Your instructions: Only a number is wanted here: the count of lines in the data below where the string "marker" occurs.

----

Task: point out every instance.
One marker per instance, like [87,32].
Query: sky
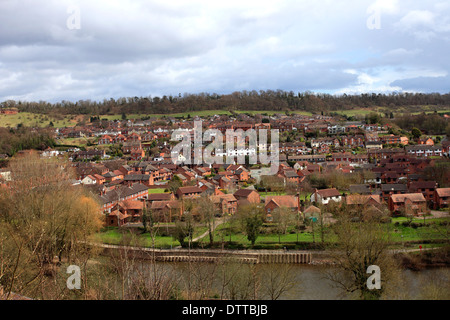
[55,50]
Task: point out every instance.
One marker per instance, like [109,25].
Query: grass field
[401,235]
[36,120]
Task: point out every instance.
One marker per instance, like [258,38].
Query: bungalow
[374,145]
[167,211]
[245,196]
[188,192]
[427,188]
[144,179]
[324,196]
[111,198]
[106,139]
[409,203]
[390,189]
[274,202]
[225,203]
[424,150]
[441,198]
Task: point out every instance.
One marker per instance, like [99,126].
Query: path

----

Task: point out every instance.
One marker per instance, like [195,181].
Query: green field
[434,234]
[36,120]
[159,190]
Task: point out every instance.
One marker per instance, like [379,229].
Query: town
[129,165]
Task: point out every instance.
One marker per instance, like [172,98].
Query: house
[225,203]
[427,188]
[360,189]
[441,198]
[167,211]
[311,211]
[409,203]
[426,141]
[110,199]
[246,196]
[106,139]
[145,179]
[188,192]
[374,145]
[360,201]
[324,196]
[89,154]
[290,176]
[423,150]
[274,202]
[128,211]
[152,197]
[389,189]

----

Expected answer: 7